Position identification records
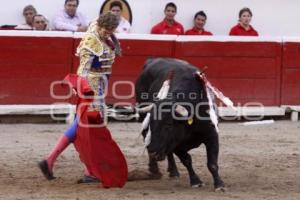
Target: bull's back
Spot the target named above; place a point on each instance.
(156, 71)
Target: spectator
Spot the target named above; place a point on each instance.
(243, 28)
(40, 23)
(28, 13)
(117, 9)
(169, 25)
(199, 23)
(70, 19)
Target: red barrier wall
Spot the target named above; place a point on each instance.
(291, 74)
(246, 71)
(127, 67)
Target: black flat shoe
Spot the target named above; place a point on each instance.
(88, 179)
(43, 165)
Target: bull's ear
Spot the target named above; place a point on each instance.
(145, 109)
(181, 111)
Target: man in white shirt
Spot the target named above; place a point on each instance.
(70, 19)
(117, 8)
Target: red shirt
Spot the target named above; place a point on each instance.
(194, 31)
(163, 28)
(239, 30)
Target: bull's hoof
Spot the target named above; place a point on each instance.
(198, 185)
(221, 189)
(43, 165)
(156, 176)
(174, 174)
(220, 186)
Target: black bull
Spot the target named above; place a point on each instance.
(170, 132)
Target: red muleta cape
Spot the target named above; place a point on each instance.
(96, 148)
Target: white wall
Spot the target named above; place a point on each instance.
(271, 17)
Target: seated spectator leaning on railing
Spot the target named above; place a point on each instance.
(169, 25)
(243, 28)
(69, 19)
(199, 23)
(117, 8)
(40, 23)
(28, 13)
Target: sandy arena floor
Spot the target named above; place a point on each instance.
(256, 162)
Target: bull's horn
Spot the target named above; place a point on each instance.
(181, 111)
(145, 109)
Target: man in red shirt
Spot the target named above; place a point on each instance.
(169, 25)
(243, 28)
(199, 23)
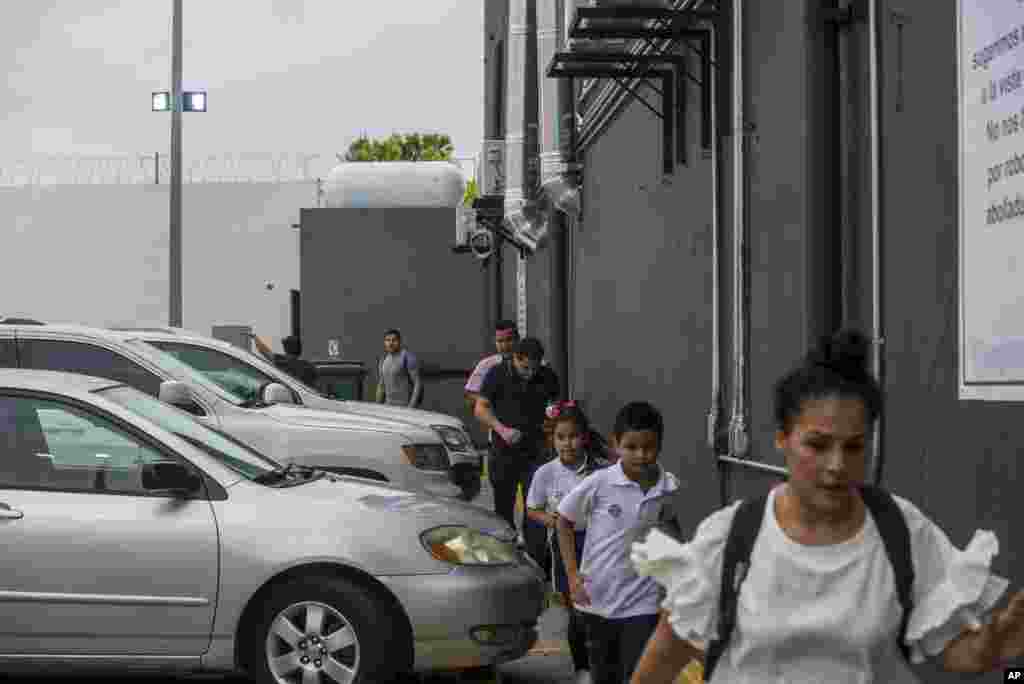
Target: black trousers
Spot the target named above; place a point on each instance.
(508, 467)
(615, 646)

* [What this task involves]
Rewrite the data above, renaming every occurrence of "spectator" to "onlooker" and keeping all else unchanged. Omit the pictures from your answer.

* [The result]
Target: bull's back
Spot the target named above; place a point on each instance.
(156, 71)
Target: onlooker
Spot the target named above; place a point on each instance.
(243, 28)
(40, 23)
(28, 13)
(117, 9)
(169, 25)
(199, 23)
(70, 19)
Target: red barrier wall
Spot the target named above; place a point on each instance.
(291, 74)
(246, 71)
(127, 67)
Target: black flat shoe
Spot the target named above; place a point on each instance.
(88, 179)
(43, 165)
Target: bull's ear
Spot the target named above; place a point on each instance.
(145, 109)
(181, 111)
Target: man in white shirt
Spot the target named above; place a point on each instance.
(70, 19)
(117, 8)
Target: red shirt
Spot the target named above; place a point on each instance.
(194, 31)
(163, 28)
(239, 30)
Target: bull's hoof
Spot the target named above; place a point on each instance.
(198, 185)
(221, 189)
(43, 165)
(156, 176)
(174, 174)
(220, 186)
Target: black bull
Spot the target named above; place a point on each instance.
(170, 132)
Target: red muleta cape
Spot the target named above; place a point on each instance.
(96, 148)
Target: white wall
Spot the target named above; place a point on each instance.
(271, 17)
Target: seated onlooker leaning on railing
Spot the target named above; place a point on each instance.
(169, 25)
(243, 28)
(69, 19)
(199, 23)
(117, 8)
(40, 23)
(28, 13)
Target: sandy arena floor
Spot the target named above; place a point on each instance.
(256, 162)
Target: bull's horn
Spot the target named above; place a point on each instance.
(181, 111)
(145, 109)
Target: man in red shirt
Spot the target named above; place a point on each instance.
(169, 25)
(243, 28)
(199, 23)
Target: black trousers
Spot the target named above; place a point on each instance.
(508, 467)
(615, 646)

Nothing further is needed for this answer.